Excerpted passage.
◇ ◇ ◇ ◇

Results and Discussion
Comparative growth of WT and GS null-strains in the presence of acetate and Hex
Previously, it was shown that GS-related genes in DR1 are highly upregulated when cells degrade Hex and TRI16,17. The ΔaceA mutant grew at a slower rate than the WT in Hex-, hexadecenoic acid-, and TRI- supplemented media, and no growth was observed in 1% NaAc-amended media17. However, the susceptibility of the aceA mutant under H2O2 treatment and the induction of aceA expression in the WT as a result of increased H2O2 concentration indicates that aceA is also critical for survival of the DR1 strain under conditions of oxidative stress. On the other hand, deletion of the glcB gene did not increase the sensitivity to H2O2 (Fig. S1). This result led to the assumption that an alternative GS pathway is present.
Growth assays were conducted under 1% sodium acetate (NaAc) and Hex. Surprisingly, the WT strain and glcB null-mutant strains of A. oleivorans DR1 grew normally with similar growth rates under both conditions (Fig. 1A,C). On the other hand, growth of aceA-lacking mutant was not observed under the same conditions (Fig. 1A,C). Due to extreme toxicity of glyoxylate generated during NaAc and Hex metabolism3,8, an alternative pathway of glyoxylate must exist for survival of the glcB null-mutant under such conditions. Growth inhibition of ΔaceA cells was restored by aceA complementation under 1% NaAc and Hex (Fig. 1B,D). From the above, it is apparent that ICL, but not MS, is essential, and an alternative pathway of glyoxylate in MS-lacking cells exists during 1% NaAc and Hex metabolism.
Escherichia coli, aceA and aceB, encoding ICL and MS, are clustered as an operon, so that they are expressed and regulated simultaneously19. However, many aceA and glcB (or aceB) genes had dispersed from one another in the genomes of many bacteria9, indicating that divergently evolved ICL and MS might participate in the same process accidentally. In this context, it is possible that other enzymes could play a role in glyoxylate detoxification generated by ICL.

◇ ◇ ◇ ◇

Entries supplied.
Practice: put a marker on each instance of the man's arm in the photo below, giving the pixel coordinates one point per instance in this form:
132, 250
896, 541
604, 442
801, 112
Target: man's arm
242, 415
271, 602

◇ ◇ ◇ ◇

Problem A.
In the Results and Discussion excerpt, rewrite the portion from "Results and Discussion" up to and including "pathway is present.", swapping "H2O2" for "hydrogen peroxide".
Problem B.
According to the Results and Discussion excerpt, which mutant strain showed no growth under 1% NaAc and Hex?
Problem C.
Continue the Results and Discussion excerpt from its final sentence.

Final answer A.
Results and Discussion
Comparative growth of WT and GS null-strains in the presence of acetate and Hex
Previously, it was shown that GS-related genes in DR1 are highly upregulated when cells degrade Hex and TRI16,17. The ΔaceA mutant grew at a slower rate than the WT in Hex-, hexadecenoic acid-, and TRI- supplemented media, and no growth was observed in 1% NaAc-amended media17. However, the susceptibility of the aceA mutant under hydrogen peroxide treatment and the induction of aceA expression in the WT as a result of increased hydrogen peroxide concentration indicates that aceA is also critical for survival of the DR1 strain under conditions of oxidative stress. On the other hand, deletion of the glcB gene did not increase the sensitivity to hydrogen peroxide (Fig. S1). This result led to the assumption that an alternative GS pathway is present.

Final answer B.
The aceA-lacking mutant (ΔaceA).

Final answer C.
Evaluation of acetate toxicity in GS-deficient mutants
Similar growth patterns of WT and ΔglcB mutant strains were observed; the highest growth rate and the longest lag phase were observed in 1% NaAc among the surveyed conditions of 0.01–1% NaAc-supplemented media (Fig. 2A,C). Surprisingly, growth of the aceA knock-out strain has been observed under 0.1% NaAc and a final OD600 could reach 0.25 (Fig. 2B). We hypothesized that the essentiality of the aceA gene under acetate metabolism in many bacteria requires reconfirmation because all experimental reports used high concentrations of acetate and fatty acids9,20,21. The sensitivity of the aceA mutant in 1% NaAc would be due to the toxicity of acetate because the aceA-null strain also showed high susceptibility to acetate even when another carbon source, sodium succinate (NaSc), which activates the TCA cycle, is present (Fig. 2D). The WT and ΔglcB mutant strains grew in NaAc and NaSc-mixed media (0.1% NaAc and 1% NaSc), however, retarded growth of both strains was shown in the presence of 1% NaAc plus 1% NaSc (Fig. 2D,F). Furthermore, the aceA mutant could not grow in 1%-NaAc and NaSc supplemented media, and growth was slightly delayed in 0.1% NaAc and 1% NaSc media compared to that in only 1% NaSc-supplemented media (Fig. 2E).Retarded growth of the WT and ΔglcB strains and inhibited growth of the ΔaceA mutant were observed in the presence of 1% NaAc with or without NaSc (Fig. 2A,B,E,F), indicating that 1% NaAc is sufficiently toxic to the DR1 strain.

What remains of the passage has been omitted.